** EXERCISE OBJECTIVE **
Pick out and copy every line in the records below that contains the string "each". Case counts.

** MATERIAL PROVIDED **
= = =

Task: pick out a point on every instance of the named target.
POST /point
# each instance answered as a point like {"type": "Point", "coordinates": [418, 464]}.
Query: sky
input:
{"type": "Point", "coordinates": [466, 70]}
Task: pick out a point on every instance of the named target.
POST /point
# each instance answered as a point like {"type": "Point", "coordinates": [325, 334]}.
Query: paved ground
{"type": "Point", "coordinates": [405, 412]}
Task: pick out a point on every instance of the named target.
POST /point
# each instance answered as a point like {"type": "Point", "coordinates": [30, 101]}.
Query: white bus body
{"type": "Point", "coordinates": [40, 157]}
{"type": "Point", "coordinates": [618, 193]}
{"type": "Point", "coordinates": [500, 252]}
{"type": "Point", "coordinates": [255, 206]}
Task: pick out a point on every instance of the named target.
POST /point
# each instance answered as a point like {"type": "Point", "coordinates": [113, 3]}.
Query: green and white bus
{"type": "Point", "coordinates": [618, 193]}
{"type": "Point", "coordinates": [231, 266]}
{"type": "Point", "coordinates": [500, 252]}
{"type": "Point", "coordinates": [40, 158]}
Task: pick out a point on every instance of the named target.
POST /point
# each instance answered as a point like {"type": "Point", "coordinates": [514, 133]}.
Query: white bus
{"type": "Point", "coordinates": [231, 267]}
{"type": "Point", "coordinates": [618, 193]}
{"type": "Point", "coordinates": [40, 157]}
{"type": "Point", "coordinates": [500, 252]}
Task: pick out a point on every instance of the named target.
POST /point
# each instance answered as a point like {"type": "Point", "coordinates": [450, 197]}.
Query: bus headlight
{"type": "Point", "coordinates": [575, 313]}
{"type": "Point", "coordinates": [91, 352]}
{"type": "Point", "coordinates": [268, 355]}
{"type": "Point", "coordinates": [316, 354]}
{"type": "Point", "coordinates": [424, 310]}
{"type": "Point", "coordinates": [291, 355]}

= = =

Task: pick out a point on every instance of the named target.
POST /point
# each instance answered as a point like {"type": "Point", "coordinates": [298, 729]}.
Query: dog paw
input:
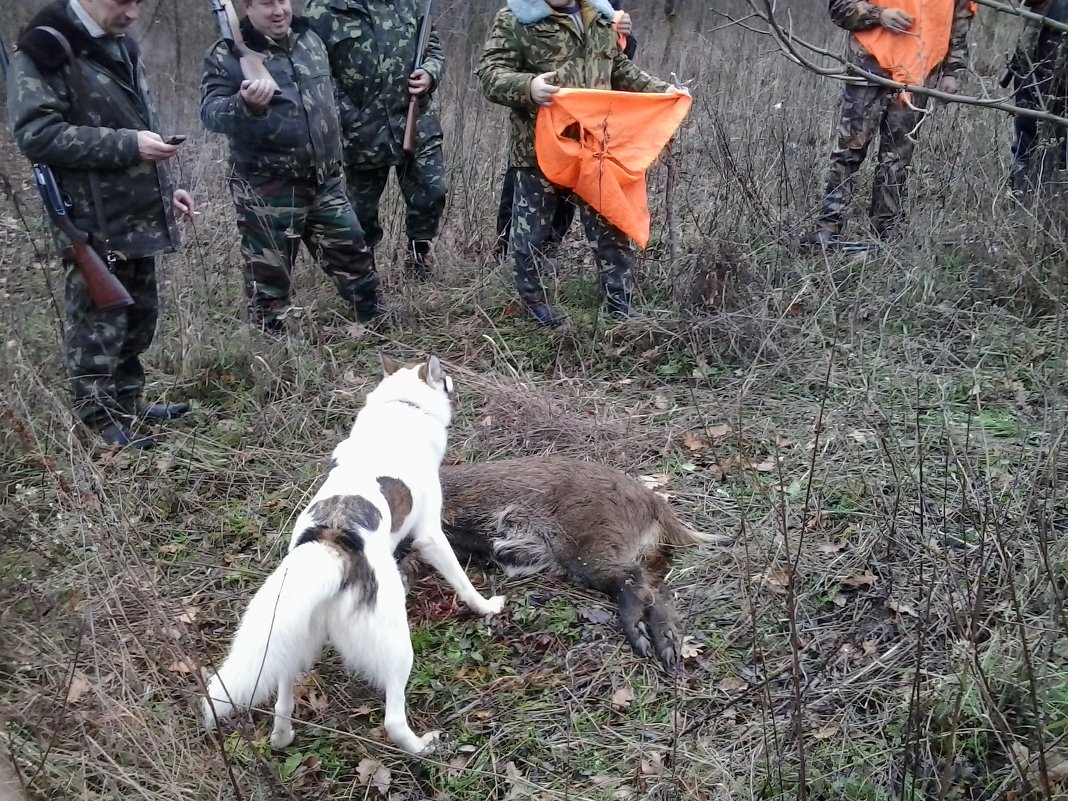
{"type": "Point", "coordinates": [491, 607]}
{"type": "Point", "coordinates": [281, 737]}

= = =

** FULL SOLUTION **
# each instance answered as a point like {"type": "Point", "coordinates": [418, 464]}.
# each instance answered as a point like {"type": "Point", "coordinates": [325, 334]}.
# each instance answered as a point like {"type": "Point", "coordinates": [30, 101]}.
# each instance answered as a point like {"type": "Point", "coordinates": [113, 3]}.
# each instance answered as a point like {"type": "Point", "coordinates": [514, 133]}.
# each instance answered as a point like {"type": "Point", "coordinates": [450, 197]}.
# each instance answered as a point like {"type": "Point", "coordinates": [298, 729]}.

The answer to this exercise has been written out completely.